Exercise –
Copy the records below exactly as they appear.

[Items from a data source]

|---|

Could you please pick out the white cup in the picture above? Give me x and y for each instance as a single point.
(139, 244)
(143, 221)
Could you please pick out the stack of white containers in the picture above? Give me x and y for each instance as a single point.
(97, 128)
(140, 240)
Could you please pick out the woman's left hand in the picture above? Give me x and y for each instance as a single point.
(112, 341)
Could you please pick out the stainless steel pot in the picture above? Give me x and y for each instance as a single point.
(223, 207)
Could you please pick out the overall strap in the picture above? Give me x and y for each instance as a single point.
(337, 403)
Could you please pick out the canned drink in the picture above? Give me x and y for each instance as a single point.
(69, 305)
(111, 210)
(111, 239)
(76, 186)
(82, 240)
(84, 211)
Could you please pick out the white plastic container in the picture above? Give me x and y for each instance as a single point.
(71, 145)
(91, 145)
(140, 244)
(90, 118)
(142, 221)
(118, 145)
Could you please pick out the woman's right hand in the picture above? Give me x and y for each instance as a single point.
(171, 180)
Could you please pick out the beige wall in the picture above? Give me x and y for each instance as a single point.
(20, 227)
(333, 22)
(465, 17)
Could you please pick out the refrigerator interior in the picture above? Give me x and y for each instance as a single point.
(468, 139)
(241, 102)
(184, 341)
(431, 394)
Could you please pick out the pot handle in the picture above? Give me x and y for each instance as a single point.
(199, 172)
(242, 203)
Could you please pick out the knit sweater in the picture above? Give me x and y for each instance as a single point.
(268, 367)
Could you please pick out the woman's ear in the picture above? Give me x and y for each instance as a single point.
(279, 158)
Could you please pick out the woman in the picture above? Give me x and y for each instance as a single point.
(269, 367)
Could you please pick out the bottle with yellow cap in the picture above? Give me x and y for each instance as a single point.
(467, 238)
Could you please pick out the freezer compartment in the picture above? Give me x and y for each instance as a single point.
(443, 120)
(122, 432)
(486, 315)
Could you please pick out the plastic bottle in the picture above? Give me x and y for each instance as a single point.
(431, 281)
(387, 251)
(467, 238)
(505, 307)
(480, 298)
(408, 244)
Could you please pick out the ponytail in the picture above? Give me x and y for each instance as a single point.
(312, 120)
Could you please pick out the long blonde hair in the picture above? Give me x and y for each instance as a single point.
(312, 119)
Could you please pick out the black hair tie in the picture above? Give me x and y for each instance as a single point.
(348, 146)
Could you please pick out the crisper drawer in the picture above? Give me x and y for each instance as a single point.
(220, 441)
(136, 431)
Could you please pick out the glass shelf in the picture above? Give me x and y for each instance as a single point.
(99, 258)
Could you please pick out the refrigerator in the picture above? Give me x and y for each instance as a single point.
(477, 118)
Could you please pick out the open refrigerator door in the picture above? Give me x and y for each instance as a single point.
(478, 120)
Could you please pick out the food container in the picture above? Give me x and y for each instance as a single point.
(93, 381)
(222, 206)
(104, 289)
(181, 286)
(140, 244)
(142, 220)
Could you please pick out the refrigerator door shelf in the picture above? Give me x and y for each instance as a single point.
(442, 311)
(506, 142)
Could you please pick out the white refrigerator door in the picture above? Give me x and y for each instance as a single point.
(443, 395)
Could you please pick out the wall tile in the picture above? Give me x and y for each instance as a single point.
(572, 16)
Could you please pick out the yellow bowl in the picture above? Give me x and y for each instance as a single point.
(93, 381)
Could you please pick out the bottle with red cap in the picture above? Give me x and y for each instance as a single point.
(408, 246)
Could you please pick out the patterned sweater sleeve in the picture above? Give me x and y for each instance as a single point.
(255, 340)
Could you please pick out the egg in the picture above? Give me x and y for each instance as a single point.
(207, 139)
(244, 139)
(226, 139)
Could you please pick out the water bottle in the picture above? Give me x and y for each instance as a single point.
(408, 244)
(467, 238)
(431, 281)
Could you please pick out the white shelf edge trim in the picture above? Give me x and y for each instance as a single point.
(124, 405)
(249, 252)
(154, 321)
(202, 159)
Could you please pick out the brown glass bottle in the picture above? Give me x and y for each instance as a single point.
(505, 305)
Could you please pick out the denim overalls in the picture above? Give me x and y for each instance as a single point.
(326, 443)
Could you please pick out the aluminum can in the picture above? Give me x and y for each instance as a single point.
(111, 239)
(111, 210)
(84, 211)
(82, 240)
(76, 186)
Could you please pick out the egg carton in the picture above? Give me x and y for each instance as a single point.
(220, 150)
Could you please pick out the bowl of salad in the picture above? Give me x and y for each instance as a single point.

|---|

Problem solution –
Could you please pick out the white cup in the picture above? Give me x and y for each instance as a single point.
(139, 244)
(143, 221)
Could you please pick out the stack of white containers in the picture above? Give me x and y for each instance as a single point.
(97, 128)
(140, 240)
Could you please pick out the woman's left hand in the picture above? Give me x and y for each instance as a single point.
(112, 341)
Could you please pick out the stainless steel pot in the picture above? Give me x and y for each instance as a single point.
(223, 207)
Could you please pick out the overall strap in the picture above? Give me x and y for each instance as a single point.
(337, 403)
Could you please pick out the canned drink in the picture above? Give me x and y for each instance as a single point.
(69, 305)
(111, 210)
(111, 239)
(76, 186)
(82, 240)
(84, 211)
Could you please pick out the white plastic container in the picture above? Give me x and y for each instance as a single point.
(71, 145)
(91, 145)
(140, 244)
(90, 118)
(142, 221)
(118, 145)
Could you please pick out the woman's right hand in the picture above? Give me x and y for each instance as a single point.
(171, 180)
Could you please pick out the beige wall in the picture above? Give me x and y for each instance as a single point.
(20, 227)
(333, 22)
(465, 17)
Could you please pick out the refrigerator interior in the picture above? Give me x and y for each instance as a single point.
(468, 139)
(241, 102)
(184, 341)
(431, 394)
Could you please pick out the pot handle in the picture above? Give me x and y for each instance as a single point.
(199, 172)
(242, 203)
Could you please pick out the knit sweater in the picture above? Give me x and y for each instance as a single point.
(268, 367)
Could you please pick out the woman's ear in the picture above? Give me x and y for each instance as a single point.
(279, 158)
Could you please pick out the woman in the picture above? Give me x and y for each instance as a single point.
(269, 367)
Could you please pick out the bottle with yellow cap in the picture above? Give me x and y for each instance as a single point.
(467, 238)
Could you please pick out the freezer compartment in the picture above? Give me x and y for each instance as a single point.
(443, 120)
(122, 432)
(486, 315)
Could you please pick out the plastic bottle in the picture above? Give me x and y for each instance as a single point.
(431, 281)
(387, 251)
(467, 238)
(505, 307)
(480, 298)
(408, 244)
Could you please pick out the ponytail in the picture above? Give me x and y for each instance as a single point.
(312, 120)
Could you please pick out the long blonde hair in the picture above? Give me x and y for each instance as a single point.
(312, 119)
Could you please pick out the black hair tie in the picture above? Give me x and y for each instance as a single point.
(348, 146)
Could you please pick out the crisper drawer in the picture above? Give me x and y for each instance as a single point.
(220, 441)
(136, 431)
Could you please pick out the glass shelf in the picture above? Give me x and y for each instance as a single point.
(99, 258)
Could you please pick out the refrigerator in the picture above? Give me x and y for each instance as a single point.
(477, 118)
Could you please pick out the open refrigerator door in the picture above? Give me x and y for each instance as a single point.
(478, 120)
Could you please pick out the food container in the picture above? Give me x and y for each instance as a single point.
(93, 381)
(222, 206)
(104, 289)
(181, 286)
(140, 244)
(142, 220)
Could you please pick out the refrigerator door shelf in the picture above? Give me x and y for each instance as a single point.
(442, 311)
(506, 142)
Could you please pick out the white refrigerator door in the picture above? Give me x and y for each instance as a single point.
(443, 395)
Could you please pick out the wall tile in the picture above? Give me x and y for each instance as a single point.
(572, 16)
Could you please pick out the yellow bowl in the picture above? Give me x and y for each instance as a single point.
(93, 381)
Could you please pick out the bottle with red cap in the picture above? Give me x and y for each instance as a single point.
(408, 246)
Could you please pick out the patterned sweater sleeve in the picture above? Give me x and y for each instance as a single point.
(255, 340)
Could you please pick out the egg in the picture above? Give me x and y for each instance as a single point.
(207, 139)
(244, 139)
(226, 139)
Could you please pick out the water bottle in the picture above? Give me x and y for each instance as a single point.
(408, 244)
(467, 238)
(431, 281)
Could you please pick out the white shelf edge trim in the picture above? Give me x and y for each instance as a single point.
(124, 405)
(249, 252)
(154, 321)
(202, 159)
Could you please pick out the brown glass bottle in the picture above? Give me x and y for each instance as a single point.
(505, 305)
Could you please pick out the denim overalls in the picture above? Give me x and y for each instance as a single point.
(326, 443)
Could you please pick out the aluminum can in the picture above? Give me x and y for each instance as a single point.
(111, 239)
(111, 210)
(84, 211)
(82, 240)
(76, 186)
Could you please pick out the egg carton in the picture above? Give me x and y for each instance as a single point.
(220, 150)
Could you please pick out the bowl of salad in the picture above? Give me x and y for each instance as a single point.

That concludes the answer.